PROVIDED ENTRIES
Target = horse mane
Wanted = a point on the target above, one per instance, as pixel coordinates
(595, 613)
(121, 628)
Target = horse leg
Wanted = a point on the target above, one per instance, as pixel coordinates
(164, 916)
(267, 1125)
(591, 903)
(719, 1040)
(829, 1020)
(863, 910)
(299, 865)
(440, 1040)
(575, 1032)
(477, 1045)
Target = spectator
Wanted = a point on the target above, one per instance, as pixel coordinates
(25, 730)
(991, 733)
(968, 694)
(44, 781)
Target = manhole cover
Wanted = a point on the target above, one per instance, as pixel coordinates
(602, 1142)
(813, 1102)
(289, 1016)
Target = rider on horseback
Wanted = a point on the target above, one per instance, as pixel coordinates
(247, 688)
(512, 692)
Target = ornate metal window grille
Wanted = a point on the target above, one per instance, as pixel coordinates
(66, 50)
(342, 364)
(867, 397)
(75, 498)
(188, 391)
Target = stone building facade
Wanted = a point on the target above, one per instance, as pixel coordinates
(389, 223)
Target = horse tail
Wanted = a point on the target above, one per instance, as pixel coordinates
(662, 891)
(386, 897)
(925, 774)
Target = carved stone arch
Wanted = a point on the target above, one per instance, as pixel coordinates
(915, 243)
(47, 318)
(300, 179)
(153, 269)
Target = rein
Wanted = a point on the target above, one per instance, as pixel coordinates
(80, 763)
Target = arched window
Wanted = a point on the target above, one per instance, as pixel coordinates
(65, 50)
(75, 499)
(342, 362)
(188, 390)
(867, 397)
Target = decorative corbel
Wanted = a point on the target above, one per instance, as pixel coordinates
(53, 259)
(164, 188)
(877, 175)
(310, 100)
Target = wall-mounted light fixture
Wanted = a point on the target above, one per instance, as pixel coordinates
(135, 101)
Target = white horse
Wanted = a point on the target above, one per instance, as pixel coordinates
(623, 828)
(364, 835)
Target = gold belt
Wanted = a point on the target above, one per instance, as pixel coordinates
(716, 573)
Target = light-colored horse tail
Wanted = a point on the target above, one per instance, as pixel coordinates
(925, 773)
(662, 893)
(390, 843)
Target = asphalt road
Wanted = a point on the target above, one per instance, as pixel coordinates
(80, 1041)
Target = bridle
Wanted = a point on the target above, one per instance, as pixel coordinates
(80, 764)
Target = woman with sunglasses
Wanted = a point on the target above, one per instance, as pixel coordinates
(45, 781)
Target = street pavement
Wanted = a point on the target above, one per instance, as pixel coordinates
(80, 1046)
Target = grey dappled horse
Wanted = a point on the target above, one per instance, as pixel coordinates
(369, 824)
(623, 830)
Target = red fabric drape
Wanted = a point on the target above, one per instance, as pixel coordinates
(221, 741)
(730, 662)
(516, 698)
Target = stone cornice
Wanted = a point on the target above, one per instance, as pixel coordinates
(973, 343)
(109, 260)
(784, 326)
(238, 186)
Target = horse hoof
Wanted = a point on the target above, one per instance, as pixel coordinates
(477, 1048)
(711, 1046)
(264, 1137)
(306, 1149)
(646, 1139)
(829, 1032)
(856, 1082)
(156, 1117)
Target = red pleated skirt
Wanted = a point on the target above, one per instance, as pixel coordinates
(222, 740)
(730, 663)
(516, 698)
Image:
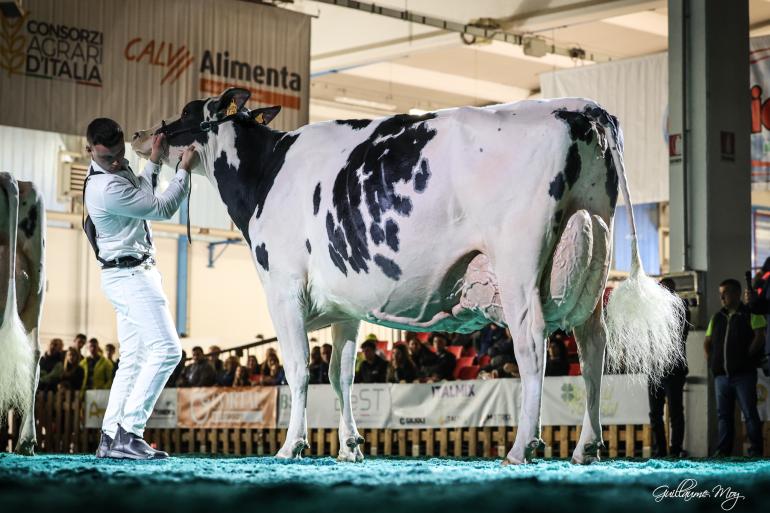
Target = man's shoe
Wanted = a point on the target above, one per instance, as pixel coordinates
(129, 446)
(104, 445)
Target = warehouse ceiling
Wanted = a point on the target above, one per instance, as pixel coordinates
(369, 65)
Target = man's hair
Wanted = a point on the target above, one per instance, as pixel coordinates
(732, 283)
(104, 131)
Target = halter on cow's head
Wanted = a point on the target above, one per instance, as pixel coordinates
(201, 124)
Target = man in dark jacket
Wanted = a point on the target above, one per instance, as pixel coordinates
(734, 343)
(373, 369)
(671, 388)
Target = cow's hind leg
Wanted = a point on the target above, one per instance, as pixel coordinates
(524, 316)
(591, 337)
(286, 312)
(341, 374)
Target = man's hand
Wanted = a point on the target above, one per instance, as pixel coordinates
(189, 158)
(158, 148)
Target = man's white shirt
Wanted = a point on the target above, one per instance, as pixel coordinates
(120, 202)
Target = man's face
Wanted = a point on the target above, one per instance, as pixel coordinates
(110, 159)
(730, 297)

DIRECTIVE
Reproduce verbatim the lines of the records from the line containing "Target = light-colored horse tail" through the line containing "(156, 1117)", including both of those lines.

RESPONSE TO THE TASK
Target = light-colored horse tail
Wanted = a point on the target above, one per instance, as pixel coordinates
(925, 773)
(662, 893)
(390, 843)
Target = asphalt road
Wanted = a point on the target above, one per instance, as pixel coordinates
(80, 1041)
Target = bridle
Wanted = a point on the target above, one per instance, as pixel coordinates
(80, 764)
Target = woman with sunglasses
Wanted = a point on the target above, one per instance, as pixel coordinates
(45, 781)
Target = street pavement
Wanted = a point on the target above, one per instance, as pixel coordinates
(80, 1046)
Target = grey dappled horse
Wanted = a point on the target above, one per instance, as pixel coordinates
(369, 824)
(623, 830)
Target = red fabric drape
Wanted = a point on the target above, one per instance, as pixel coordinates
(221, 741)
(730, 662)
(516, 698)
Target = stone cornice
Wanted = a point on the target above, one per instance, as pixel coordinates
(973, 343)
(109, 260)
(784, 326)
(238, 186)
Target = horse hoof
Wanted = a point on the target above, one per instance, as pixel coordinates
(477, 1048)
(711, 1046)
(264, 1137)
(306, 1149)
(646, 1139)
(829, 1032)
(856, 1082)
(156, 1117)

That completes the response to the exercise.